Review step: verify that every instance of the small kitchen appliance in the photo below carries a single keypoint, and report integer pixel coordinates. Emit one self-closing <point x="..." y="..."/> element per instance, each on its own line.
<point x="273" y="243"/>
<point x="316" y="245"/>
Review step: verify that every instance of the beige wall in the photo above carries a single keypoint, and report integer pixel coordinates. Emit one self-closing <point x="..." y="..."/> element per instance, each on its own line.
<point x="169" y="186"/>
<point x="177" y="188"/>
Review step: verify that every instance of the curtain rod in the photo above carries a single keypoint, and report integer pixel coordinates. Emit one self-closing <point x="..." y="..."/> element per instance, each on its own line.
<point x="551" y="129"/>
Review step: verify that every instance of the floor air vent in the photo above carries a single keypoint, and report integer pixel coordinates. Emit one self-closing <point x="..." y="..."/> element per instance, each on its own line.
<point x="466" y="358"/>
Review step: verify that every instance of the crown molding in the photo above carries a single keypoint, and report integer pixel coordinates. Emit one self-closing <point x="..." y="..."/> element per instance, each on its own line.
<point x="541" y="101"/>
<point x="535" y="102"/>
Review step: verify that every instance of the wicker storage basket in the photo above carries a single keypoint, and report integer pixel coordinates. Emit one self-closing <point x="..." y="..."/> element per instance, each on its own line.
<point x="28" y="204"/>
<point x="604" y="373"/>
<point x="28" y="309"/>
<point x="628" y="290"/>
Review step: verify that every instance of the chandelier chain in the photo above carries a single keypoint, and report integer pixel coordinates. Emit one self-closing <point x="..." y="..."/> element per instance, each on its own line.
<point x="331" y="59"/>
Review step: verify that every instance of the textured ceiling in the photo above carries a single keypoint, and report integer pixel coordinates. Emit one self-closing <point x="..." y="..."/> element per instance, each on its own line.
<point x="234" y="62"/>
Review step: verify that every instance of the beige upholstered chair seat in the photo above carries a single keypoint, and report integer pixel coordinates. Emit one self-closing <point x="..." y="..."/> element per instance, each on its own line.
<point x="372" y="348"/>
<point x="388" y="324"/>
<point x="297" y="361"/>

...

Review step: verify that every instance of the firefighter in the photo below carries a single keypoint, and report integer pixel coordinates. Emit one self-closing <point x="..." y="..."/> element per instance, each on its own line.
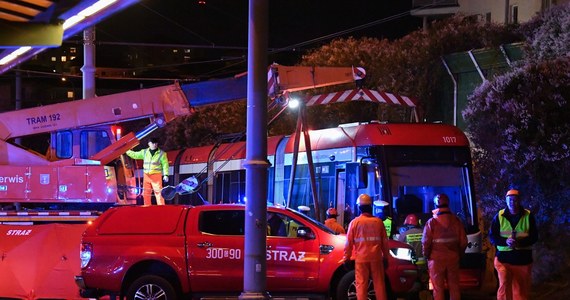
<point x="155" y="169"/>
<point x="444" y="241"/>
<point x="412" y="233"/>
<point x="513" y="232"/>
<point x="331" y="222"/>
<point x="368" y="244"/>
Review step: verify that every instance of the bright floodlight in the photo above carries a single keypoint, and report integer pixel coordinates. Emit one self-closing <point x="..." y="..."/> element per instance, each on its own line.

■ **DIRECTIVE**
Rewrite the records from the line containing "Review step: verify that every instance of the firefighter" through the line containing "Review step: verify that every instance of the bright" as a Markdown table with the columns Row and Line, one row per line and no blank lines. Leave the pictures out.

■ **REPLY TO THE EXERCISE**
| Row | Line |
|---|---|
| 1 | Review step: verify that every instance of the firefighter in the photo below carries a single keypoint, and report integer pixel coordinates. Emit one self-closing <point x="..." y="..."/> element per instance, each on its own line. |
| 2 | <point x="155" y="169"/> |
| 3 | <point x="444" y="241"/> |
| 4 | <point x="412" y="233"/> |
| 5 | <point x="513" y="232"/> |
| 6 | <point x="331" y="222"/> |
| 7 | <point x="368" y="244"/> |
| 8 | Review step: verify that every instance of the bright floodlight in the photo above carries a single keypoint, and report integer pixel coordinates. Emit one self-closing <point x="..." y="..."/> element per instance, each on its own line. |